Task instructions: Could you gather every line in the listing below that contains the word "mountain" and copy each one?

☆ ☆ ☆ ☆ ☆

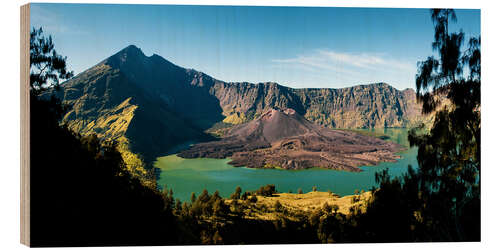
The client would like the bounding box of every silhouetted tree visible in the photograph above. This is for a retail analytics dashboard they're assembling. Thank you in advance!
[30,27,73,94]
[353,9,481,242]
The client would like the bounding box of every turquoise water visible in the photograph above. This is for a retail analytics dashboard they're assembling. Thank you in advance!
[155,128,417,201]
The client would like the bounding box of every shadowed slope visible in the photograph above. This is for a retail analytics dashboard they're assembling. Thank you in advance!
[179,109,403,172]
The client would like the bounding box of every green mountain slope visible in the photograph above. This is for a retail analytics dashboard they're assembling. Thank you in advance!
[49,45,421,172]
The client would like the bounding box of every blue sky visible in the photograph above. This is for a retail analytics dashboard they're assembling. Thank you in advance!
[31,3,480,89]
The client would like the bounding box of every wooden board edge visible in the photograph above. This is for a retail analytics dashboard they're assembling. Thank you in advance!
[20,3,30,246]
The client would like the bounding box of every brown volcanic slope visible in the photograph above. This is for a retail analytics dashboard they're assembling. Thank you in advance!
[178,108,404,172]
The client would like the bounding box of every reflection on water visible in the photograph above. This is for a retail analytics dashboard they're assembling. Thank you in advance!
[155,128,417,201]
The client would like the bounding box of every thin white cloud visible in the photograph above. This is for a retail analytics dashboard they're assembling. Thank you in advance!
[31,4,88,35]
[271,50,415,75]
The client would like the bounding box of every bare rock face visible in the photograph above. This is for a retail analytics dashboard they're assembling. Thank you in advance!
[178,108,404,172]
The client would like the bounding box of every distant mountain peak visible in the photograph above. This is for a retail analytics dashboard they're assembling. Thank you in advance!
[117,44,145,56]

☆ ☆ ☆ ☆ ☆

Exercise output:
The client would like the bounding box of every green mountain slope visible in the photograph above. This is for a retail analytics dashboard they're assembling. Thank you in advance!
The client would like the bounding box of every distant mountain peak visible in the photograph above. This is for a retail analytics dashboard they're assembling. Thank you in advance!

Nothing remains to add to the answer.